## [Exercise brief]
Please write out each of the lines below word for word, leaving the pictures out of your answer.

[Stored items]
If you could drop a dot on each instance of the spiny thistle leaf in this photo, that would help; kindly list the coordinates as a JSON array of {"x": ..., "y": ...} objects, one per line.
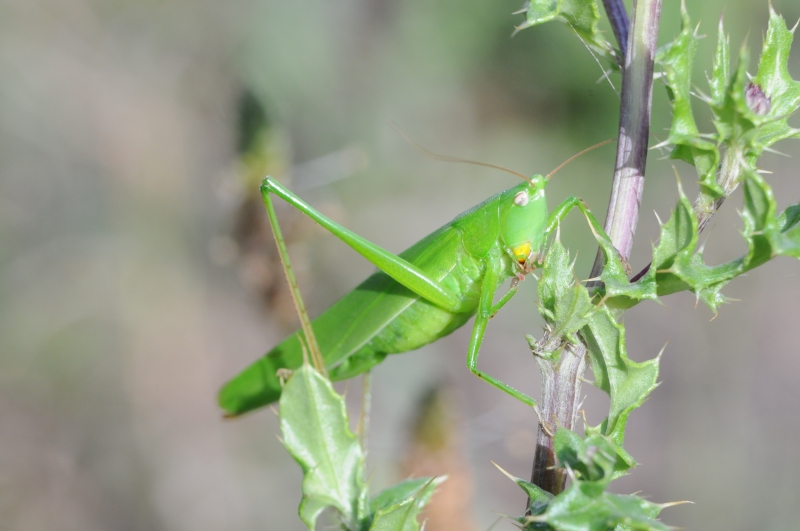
[
  {"x": 677, "y": 58},
  {"x": 581, "y": 508},
  {"x": 782, "y": 92},
  {"x": 626, "y": 382},
  {"x": 595, "y": 459},
  {"x": 397, "y": 508},
  {"x": 316, "y": 433},
  {"x": 581, "y": 16}
]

## [Solution for this problem]
If you could drop a dot on each instance of the spiny thistle leaf in this photo, that would help; kindly list the coordinates as a JSON array of {"x": ..., "y": ...} objects, one per line.
[
  {"x": 677, "y": 58},
  {"x": 581, "y": 508},
  {"x": 782, "y": 92},
  {"x": 626, "y": 382},
  {"x": 595, "y": 459},
  {"x": 397, "y": 508},
  {"x": 316, "y": 433},
  {"x": 581, "y": 16}
]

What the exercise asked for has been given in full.